Data supplied START
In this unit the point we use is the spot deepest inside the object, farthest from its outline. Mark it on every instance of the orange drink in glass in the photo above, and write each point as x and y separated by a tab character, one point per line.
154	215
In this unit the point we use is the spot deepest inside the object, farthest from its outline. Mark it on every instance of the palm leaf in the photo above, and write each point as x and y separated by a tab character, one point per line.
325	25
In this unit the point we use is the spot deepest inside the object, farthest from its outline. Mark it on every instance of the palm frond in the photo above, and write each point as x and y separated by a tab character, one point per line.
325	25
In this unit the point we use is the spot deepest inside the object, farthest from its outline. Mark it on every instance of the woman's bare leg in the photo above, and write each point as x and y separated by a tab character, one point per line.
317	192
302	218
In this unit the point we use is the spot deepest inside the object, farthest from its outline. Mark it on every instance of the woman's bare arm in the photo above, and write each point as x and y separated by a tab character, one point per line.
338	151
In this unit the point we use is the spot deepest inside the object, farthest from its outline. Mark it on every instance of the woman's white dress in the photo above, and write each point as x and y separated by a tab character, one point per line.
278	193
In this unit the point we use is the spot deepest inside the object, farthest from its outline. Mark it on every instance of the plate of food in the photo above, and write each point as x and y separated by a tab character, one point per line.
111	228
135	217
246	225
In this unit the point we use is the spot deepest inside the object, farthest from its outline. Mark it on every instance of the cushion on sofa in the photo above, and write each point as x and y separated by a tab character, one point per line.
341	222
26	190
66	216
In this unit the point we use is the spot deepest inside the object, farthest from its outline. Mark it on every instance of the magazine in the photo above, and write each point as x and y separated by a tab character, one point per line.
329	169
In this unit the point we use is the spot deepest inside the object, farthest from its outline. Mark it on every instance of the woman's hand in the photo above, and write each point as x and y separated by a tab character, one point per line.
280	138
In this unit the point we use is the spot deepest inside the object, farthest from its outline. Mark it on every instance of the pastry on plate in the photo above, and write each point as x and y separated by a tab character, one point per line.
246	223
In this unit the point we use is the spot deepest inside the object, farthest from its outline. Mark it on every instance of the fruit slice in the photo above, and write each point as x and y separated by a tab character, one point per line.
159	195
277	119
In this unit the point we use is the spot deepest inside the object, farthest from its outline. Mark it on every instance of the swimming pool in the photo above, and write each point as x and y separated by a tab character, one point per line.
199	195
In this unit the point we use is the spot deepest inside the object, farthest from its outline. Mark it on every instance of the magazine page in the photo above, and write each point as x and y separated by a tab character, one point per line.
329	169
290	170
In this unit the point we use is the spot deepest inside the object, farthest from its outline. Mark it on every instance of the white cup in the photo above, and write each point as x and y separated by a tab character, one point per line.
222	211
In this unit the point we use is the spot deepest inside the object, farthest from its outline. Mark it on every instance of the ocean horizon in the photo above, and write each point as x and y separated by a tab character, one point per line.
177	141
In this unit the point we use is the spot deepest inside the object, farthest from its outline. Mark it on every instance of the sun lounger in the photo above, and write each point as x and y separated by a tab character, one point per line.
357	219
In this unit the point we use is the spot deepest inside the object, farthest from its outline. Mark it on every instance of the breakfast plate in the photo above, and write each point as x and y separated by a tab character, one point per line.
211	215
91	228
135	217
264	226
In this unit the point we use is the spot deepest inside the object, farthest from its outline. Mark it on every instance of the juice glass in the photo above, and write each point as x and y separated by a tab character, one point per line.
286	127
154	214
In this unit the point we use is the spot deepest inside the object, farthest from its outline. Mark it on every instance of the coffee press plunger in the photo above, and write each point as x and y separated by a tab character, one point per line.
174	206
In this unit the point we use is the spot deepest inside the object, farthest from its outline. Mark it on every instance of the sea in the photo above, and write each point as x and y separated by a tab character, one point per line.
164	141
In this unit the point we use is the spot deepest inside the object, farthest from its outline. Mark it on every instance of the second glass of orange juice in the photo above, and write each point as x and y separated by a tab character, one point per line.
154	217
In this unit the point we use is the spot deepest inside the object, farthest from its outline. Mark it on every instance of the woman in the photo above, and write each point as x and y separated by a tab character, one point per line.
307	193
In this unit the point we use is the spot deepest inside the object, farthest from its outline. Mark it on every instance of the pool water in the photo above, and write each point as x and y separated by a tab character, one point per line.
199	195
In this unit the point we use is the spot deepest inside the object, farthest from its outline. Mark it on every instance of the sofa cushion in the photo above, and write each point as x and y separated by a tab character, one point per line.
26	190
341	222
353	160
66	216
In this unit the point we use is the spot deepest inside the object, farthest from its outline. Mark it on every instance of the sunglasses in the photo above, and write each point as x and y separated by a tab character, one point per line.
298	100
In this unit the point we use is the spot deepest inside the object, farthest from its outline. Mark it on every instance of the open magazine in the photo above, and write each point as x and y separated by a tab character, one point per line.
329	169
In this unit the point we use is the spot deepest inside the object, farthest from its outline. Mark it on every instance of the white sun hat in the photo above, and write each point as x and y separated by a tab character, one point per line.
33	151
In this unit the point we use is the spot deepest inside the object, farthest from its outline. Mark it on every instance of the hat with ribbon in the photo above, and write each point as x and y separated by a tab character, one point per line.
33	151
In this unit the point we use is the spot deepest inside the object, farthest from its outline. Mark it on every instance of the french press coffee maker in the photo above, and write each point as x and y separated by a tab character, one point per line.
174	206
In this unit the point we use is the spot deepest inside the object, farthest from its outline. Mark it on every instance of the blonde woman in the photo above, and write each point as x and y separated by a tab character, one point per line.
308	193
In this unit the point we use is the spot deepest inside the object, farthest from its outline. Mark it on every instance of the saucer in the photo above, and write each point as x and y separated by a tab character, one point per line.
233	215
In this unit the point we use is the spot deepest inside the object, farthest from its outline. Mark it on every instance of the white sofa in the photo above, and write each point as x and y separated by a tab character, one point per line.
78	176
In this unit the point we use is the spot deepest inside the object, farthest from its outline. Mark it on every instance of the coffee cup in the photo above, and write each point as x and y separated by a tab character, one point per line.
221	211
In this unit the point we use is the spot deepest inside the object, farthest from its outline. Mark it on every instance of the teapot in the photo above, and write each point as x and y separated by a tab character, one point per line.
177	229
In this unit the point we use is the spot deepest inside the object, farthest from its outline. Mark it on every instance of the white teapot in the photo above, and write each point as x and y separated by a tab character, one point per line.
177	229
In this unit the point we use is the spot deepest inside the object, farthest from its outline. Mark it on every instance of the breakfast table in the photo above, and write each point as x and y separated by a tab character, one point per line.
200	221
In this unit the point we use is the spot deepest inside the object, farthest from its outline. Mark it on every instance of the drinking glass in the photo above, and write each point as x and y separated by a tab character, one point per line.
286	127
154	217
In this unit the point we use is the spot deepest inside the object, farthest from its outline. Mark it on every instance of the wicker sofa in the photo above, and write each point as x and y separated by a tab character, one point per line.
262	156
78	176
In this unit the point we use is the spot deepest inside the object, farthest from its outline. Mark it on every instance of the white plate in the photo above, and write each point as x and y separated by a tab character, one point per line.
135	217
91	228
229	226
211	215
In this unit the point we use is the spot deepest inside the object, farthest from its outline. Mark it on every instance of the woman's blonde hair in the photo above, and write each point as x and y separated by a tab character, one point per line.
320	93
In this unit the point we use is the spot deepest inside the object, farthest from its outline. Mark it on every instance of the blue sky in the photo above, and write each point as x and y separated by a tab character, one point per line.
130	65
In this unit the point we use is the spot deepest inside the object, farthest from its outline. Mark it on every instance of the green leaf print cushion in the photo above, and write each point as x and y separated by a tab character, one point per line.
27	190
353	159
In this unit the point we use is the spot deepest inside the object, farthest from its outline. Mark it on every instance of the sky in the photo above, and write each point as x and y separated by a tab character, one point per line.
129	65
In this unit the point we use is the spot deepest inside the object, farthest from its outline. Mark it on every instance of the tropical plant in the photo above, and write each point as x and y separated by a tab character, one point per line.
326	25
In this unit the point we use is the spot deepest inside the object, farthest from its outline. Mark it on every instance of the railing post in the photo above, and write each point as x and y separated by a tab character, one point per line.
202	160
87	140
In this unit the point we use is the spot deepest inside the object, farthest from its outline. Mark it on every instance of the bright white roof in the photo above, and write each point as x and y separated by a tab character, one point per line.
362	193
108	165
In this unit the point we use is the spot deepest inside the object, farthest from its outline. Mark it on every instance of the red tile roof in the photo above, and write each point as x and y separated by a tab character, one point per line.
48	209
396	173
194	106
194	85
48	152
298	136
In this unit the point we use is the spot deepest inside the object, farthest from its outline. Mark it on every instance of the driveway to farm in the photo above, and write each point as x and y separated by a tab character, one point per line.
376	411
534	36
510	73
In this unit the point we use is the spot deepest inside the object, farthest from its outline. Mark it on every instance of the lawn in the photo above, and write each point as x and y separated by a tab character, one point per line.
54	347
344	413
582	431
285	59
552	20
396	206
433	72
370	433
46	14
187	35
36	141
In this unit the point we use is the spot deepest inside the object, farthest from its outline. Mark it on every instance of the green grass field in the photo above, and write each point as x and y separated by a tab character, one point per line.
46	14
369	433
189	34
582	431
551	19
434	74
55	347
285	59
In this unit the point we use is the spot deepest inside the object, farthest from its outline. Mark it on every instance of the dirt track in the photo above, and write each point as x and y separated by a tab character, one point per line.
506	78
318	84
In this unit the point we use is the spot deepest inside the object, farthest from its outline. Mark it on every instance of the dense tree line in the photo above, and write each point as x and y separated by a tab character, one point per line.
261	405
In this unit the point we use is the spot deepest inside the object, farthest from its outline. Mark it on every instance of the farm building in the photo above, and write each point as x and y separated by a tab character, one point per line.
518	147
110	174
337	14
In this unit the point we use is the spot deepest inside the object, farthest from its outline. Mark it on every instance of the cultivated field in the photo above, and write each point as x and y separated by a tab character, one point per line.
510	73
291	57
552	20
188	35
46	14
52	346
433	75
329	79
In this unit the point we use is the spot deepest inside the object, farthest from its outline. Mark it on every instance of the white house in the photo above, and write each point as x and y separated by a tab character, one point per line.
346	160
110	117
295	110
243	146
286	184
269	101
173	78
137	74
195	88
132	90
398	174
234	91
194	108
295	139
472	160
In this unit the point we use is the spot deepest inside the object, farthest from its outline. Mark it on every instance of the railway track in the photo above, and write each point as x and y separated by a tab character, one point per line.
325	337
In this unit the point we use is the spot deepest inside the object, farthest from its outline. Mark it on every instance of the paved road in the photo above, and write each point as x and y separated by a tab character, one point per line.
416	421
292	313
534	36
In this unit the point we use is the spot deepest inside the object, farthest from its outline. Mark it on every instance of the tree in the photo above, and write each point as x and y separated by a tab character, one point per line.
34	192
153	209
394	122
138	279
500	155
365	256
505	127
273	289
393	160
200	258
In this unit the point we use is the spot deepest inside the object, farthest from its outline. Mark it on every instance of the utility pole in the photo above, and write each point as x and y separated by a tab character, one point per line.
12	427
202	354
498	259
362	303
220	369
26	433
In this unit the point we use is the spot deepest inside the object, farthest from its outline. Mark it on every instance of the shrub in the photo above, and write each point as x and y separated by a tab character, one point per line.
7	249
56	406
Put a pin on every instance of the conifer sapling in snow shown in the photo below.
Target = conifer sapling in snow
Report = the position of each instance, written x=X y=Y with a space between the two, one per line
Data supplied END
**Assigned task:**
Show the lines where the word "conifer" appears in the entries.

**Response below:**
Put a pin on every instance of the conifer sapling in snow shown in the photo below.
Target = conifer sapling in snow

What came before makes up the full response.